= Source passage =
■ ■ ■ ■
New GMC guidance on cosmetic surgery also say that doctors should not target patients under 18

Ingrid Torjesen

Tuesday, 09 June 2015

Doctors who carry out cosmetic procedures must allow patients time to think before agreeing to go ahead with treatment, according to proposed new guidance from the General Medical Council (GMC).

The GMC’s proposals, which are out for consultation, set out the standards expected of all UK doctors who carry out cosmetic procedures, both surgical and non-surgical. Final guidance is expected to be published in early 2016.

The guidance says doctors should be open and honest with patients and not trivialise the risks involved. They should seek consent from patients themselves rather than delegate this function, and they should give patients enough time and information before they decide whether to have a cosmetic procedure and allow them time to ‘cool off’. Patients who have had cosmetic procedures should be asked how they have been affected, both physically and psychologically, to check whether they are satisfied with the outcome.

Particular care is required working with children and young people, it adds. Doctors should not target people under 18 through marketing and, when young people are treated, advice should be sought from professionals whose expertise is in treating this group.

All services must be marketed responsibly, the guidance emphasises. Doctors must not make unjustifiable claims about the results they can achieve and they should not use promotional tactics that encourage people to make ill-considered decisions, for example, procedures given away as a prize.

Professor Terence Stephenson, chair of the General Medical Council, said: “Cosmetic practice is a huge and expanding area of medicine and patients, some of whom are vulnerable, do need to be better protected.”

The cosmetic sector has expanded rapidly in recent years, but there have been particular concerns about patient safety and whether some doctors operate in an ethical manner. In 2013, Professor Sir Bruce Keogh produced a report highlighting the risks associated with the cosmetic sector following safety concerns after nearly 50,000 women in the UK had had PIP breast implants fitted.

There are some patients who may be particularly vulnerable to being sold multiple procedures and may undergo unnecessary treatments, such as people with body dysmorphia, an anxiety disorder that causes a person to have a distorted view of how they look.

Professor Stephenson added: “We are producing this guidance because of the particular risks around this area of medicine. We are clear that doctors must not pressure patients to make rushed decisions they may end up regretting and they must give them enough information so they can make an informed choice.”

Professor Sir Bruce Keogh, NHS England’s Medical Director, said: “Those having cosmetic interventions - either surgical, such as face-lifts, tummy tucks or breast implants or non-surgical, such as dermal fillers and Botox - take their safety as a given and assume guidance is already in place to protect them. This consultation is a step in the right direction to tighten standards and protect people from potential risks.”

To further improve patient safety, the GMC is also working closely with the Royal College of Surgeons of England and others to publish information about which surgeons have the right skills to carry out cosmetic surgery. This would allow patients to check doctors’ qualifications on the GMC’s medical register.

Professor Stephenson said: “It is vital patients should be able to tell whether a doctor is competent to carry out these interventions and we have called for new legal powers to enable us to do this.”
■ ■ ■ ■
= Entries shown =
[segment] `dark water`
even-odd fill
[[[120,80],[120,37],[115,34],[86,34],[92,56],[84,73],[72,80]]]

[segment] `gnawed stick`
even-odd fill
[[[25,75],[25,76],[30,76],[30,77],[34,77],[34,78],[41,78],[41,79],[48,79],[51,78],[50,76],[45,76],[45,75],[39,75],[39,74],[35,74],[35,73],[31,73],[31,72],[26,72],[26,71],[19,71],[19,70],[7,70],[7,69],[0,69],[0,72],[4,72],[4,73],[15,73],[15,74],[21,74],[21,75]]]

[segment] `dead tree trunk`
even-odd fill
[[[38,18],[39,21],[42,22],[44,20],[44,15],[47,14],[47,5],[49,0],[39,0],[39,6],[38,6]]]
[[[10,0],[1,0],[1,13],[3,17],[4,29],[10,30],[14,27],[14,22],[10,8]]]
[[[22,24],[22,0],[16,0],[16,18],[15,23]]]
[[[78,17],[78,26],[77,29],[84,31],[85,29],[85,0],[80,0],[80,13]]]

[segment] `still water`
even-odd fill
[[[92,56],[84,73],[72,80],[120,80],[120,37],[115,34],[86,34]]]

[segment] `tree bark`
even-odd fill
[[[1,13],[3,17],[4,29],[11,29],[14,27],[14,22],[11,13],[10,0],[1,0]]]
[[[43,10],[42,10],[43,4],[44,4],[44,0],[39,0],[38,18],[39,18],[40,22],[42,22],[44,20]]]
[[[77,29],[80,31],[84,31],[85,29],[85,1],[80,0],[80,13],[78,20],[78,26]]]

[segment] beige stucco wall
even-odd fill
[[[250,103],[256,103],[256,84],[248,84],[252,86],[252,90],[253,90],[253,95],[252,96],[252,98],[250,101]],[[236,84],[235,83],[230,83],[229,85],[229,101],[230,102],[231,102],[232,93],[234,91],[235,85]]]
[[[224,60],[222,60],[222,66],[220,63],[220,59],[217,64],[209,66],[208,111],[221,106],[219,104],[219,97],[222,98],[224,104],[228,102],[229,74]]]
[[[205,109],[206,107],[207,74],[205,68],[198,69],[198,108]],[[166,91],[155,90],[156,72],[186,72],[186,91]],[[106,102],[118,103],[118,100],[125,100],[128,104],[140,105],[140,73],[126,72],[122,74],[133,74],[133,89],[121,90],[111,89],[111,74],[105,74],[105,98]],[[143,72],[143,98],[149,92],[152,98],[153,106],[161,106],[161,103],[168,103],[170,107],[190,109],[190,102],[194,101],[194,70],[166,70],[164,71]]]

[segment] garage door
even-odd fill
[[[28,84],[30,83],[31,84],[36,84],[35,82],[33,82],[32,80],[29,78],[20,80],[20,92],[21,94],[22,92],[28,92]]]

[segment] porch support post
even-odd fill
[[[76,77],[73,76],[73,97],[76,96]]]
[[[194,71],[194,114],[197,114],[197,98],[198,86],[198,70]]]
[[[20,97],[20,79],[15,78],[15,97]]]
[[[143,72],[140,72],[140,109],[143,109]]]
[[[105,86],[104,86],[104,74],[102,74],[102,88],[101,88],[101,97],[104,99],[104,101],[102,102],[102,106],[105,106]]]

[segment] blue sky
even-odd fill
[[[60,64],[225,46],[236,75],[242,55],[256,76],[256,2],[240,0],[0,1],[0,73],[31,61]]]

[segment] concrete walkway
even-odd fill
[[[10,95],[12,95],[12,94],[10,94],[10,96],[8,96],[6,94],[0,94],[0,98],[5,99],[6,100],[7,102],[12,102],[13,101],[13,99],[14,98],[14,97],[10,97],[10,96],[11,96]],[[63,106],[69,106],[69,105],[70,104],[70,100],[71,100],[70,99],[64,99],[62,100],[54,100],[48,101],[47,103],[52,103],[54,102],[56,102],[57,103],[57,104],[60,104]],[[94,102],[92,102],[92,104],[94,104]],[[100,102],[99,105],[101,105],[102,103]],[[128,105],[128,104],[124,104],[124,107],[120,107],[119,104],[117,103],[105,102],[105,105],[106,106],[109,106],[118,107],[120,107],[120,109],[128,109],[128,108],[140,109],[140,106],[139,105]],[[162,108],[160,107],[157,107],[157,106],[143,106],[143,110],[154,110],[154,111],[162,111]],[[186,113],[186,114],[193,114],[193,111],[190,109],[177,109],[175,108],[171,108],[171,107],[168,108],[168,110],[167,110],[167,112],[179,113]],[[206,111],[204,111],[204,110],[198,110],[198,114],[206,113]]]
■ ■ ■ ■
= Tasks =
1 - From the article on the GMC cosmetic guidance, quote the passage from "All services must" up to and including "as a prize.".
2 - Answer these questions using the article on the GMC cosmetic guidance:
(a) When is the final guidance expected to be published?
(b) Nearly how many women in the UK had PIP breast implants fitted?
(c) Which royal college is the GMC working with to publish information about which surgeons have the right skills for cosmetic surgery?

= Task responses =
1 -
All services must be marketed responsibly, the guidance emphasises. Doctors must not make unjustifiable claims about the results they can achieve and they should not use promotional tactics that encourage people to make ill-considered decisions, for example, procedures given away as a prize.

2 -
(a) Early 2016.
(b) Nearly 50,000.
(c) The Royal College of Surgeons of England.